:: Text ::
本文已经翻译成中文《[译] 响应式 GraphQL 结构》，欢迎参加「掘金翻译计划」，翻译优质的技术文章。

High-level design

This is a high-level overview of the architecture of a reactive GraphQL data loading system, aimed at getting feedback from engineers who have been there and done that. We want to share what we're working on to see if people find it interesting, and to validate our design against what others have seen in the field.

If you haven't yet, read our announcement post which outlines all of the problems we are aiming to solve.
You can also read Arunoda's post that summarizes this doc: Meteor's Reactive GraphQL is Just Awesome

Here's a summary of the design in a diagram, which will be explained in more detail later:

GraphQL

(You can skip this part if you are already familiar with GraphQL)

GraphQL is a tree-shaped query language for querying a schema of node types. So, for example, if you have users, todo lists, and tasks, you might query them like this:

me {
  username,
  lists {
    id,
    name,
    tasks(complete: false) {
      id,
      content,
      completed
    }
  }
}

Each field in the query calls a resolver function on the server, which can access any data source or API. The return values are aggregated into a JSON response shaped exactly like the query, and you don't get any fields you didn't ask for. For the query above, you'll get back data that looks like this:

{
  me: {
    username: "sashko",
    lists: [
      {
        id: 1,
        name: "My first todo list",
        tasks: [ ... and so on ],
      }
    ]
  }
}

You can follow the LearnGraphQL interactive course to learn GraphQL basics. You could complete it in few hours.
:::
:: Material for this task ::
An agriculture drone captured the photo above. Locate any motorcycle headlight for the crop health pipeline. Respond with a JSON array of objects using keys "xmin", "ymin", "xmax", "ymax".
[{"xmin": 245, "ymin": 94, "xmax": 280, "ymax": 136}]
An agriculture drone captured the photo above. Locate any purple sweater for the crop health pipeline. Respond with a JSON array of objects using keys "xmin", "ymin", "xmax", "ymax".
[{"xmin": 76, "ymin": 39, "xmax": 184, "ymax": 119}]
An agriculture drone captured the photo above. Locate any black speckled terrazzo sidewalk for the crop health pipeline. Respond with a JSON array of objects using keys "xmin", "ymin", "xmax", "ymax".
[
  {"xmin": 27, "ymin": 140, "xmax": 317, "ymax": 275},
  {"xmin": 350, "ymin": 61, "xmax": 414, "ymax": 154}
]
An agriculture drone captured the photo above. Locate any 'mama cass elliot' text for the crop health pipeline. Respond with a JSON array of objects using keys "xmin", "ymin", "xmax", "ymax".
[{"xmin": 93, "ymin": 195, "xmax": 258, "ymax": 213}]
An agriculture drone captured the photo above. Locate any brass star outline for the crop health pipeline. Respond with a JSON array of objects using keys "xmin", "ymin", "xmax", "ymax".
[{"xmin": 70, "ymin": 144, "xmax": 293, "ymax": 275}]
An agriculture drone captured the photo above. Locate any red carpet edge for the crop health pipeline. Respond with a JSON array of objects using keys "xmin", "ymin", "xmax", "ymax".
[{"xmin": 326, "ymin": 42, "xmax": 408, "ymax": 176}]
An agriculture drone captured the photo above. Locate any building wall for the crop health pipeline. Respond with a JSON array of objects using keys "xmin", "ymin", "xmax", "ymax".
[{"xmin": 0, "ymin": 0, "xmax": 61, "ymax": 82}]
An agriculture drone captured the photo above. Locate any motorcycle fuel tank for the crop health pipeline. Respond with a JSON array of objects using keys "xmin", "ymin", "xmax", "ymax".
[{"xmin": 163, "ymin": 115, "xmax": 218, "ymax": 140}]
:::
:: Material for this task ::
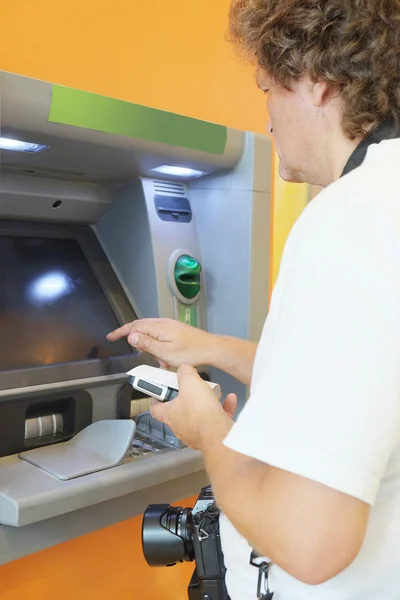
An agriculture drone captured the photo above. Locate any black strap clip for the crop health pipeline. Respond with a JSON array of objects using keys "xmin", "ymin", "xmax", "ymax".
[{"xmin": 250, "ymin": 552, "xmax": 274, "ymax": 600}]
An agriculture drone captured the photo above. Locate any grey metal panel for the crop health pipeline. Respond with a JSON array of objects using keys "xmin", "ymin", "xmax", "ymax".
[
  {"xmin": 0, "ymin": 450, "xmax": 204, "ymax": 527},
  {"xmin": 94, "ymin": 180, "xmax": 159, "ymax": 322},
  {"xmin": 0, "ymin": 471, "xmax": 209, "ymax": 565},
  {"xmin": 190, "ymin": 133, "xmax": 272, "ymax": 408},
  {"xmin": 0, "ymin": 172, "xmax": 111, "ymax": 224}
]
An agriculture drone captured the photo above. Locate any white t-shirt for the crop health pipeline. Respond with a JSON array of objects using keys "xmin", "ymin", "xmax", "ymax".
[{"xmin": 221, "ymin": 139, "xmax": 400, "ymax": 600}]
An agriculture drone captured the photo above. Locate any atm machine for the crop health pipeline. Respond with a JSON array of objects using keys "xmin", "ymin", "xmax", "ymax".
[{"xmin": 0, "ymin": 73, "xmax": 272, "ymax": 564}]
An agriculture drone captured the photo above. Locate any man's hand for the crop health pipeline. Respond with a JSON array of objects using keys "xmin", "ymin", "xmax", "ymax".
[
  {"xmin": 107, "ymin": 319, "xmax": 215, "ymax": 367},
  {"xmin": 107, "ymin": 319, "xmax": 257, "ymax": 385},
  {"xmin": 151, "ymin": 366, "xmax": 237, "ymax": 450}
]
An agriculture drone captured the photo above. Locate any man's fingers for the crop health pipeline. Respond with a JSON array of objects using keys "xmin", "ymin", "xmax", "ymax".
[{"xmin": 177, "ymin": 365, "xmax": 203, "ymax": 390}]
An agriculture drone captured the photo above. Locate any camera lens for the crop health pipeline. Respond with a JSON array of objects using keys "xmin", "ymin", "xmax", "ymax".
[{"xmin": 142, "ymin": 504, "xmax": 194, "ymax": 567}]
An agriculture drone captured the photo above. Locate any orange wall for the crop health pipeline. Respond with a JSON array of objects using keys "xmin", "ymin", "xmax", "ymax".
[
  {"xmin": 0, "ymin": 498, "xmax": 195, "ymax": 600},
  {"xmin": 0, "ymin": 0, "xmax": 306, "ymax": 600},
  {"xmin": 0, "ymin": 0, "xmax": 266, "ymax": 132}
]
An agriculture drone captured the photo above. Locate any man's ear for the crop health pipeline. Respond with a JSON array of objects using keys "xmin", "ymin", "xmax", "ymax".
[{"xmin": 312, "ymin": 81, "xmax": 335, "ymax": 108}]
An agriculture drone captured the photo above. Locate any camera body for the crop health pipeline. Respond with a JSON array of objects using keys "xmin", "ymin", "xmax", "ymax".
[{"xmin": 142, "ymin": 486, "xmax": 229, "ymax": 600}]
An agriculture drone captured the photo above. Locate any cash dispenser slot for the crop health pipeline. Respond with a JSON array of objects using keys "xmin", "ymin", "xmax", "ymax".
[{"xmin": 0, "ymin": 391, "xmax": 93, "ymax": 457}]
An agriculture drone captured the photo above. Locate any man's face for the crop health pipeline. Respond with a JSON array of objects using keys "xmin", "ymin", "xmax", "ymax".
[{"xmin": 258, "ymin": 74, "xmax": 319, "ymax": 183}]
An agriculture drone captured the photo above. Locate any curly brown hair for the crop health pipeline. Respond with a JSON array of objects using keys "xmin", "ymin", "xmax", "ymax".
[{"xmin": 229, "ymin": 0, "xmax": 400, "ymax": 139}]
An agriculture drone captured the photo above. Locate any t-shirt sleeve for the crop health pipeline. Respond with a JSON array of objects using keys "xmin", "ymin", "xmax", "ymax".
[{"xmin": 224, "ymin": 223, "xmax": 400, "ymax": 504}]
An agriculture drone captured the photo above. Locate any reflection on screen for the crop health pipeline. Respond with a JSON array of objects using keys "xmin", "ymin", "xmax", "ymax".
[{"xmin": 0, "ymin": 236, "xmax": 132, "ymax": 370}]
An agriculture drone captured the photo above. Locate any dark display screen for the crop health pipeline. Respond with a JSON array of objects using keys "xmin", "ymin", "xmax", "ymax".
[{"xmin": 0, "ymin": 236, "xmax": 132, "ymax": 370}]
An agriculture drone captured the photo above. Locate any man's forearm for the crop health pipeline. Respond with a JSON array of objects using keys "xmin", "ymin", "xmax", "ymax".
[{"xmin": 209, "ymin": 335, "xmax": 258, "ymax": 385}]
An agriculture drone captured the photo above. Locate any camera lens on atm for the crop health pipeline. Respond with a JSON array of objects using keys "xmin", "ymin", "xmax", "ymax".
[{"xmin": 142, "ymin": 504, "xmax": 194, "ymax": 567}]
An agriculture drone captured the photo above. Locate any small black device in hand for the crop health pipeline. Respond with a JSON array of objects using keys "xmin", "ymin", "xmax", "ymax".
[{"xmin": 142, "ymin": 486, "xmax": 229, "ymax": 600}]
:::
* _Tasks for this exercise_
A. Count the lines in the entries that contain the word "hand". Reply with the number alone.
B. Carry on the text about reactive GraphQL design from where it ends.

* _Per-task answers_
A. 2

B.
Note that there is no restriction on data sources - you could have your todo lists stored in one database, and your tasks in a different one. In fact, one of the main benefits of GraphQL is a total abstraction over where the data is coming from, so that frontend developers don't have to worry about it, and backend developers are free to move around data or services as needed. Here's what that looks like in terms of the components of the architecture:

Note that there is a GraphQL cache - what this does is decompose the results of the query into nodes. A smart cache can refetch just part of a query, or even a single field on a previously-fetched object, in the case where the data requirements change or something needs to be refreshed. So in our above example, the data in the cache might be stored like:

{ type: "me", username: "sashko", lists: [1] }
{ type: "list", id: 1, name: "My first todo list", tasks: [...] }

This is clearly very simplified, and you can read about how the Relay cache works on Huey Petersen's website. The important thing to note is that the cache decomposes query results into a flat structure, and a smart cache will be able to generate a query to update just one list and its tasks, or just the list's name, as necessary.

Reactive GraphQL

People are excited about GraphQL, and it solves a lot of the problems which many developers, including Meteor's customers and users, have brought to light. But when you're building an app, you need more than just a way to query the server and get a response. For example, some parts of your app will want the data to update reactively when a different user makes a change.

The client and server parts of the GraphQL system will need to collaborate to make this possible, but one of our goals is to make minimal changes to the current reference implementation of GraphQL so that developers can take advantage of current and future productivity tools for GraphQL.

Dependencies

The core concept of the system we envision is the idea of a dependency, or dep for short. A dep is a tuple of key and version, where key globally represents a particular unit of data (for example, a row in a database or the result of a query), and version globally represents how many times it has been changed.

The intended result is that if you are holding a piece of data, and you have a dep for it, you can ask the global dependency server whether it has changed by sending the key and version. The main benefit of this approach is that the application server doesn't need to be aware of which queries each client is currently tracking - the client can keep that knowledge for itself, reducing the burden on the server and giving the developer more options for controlling when new data is fetched.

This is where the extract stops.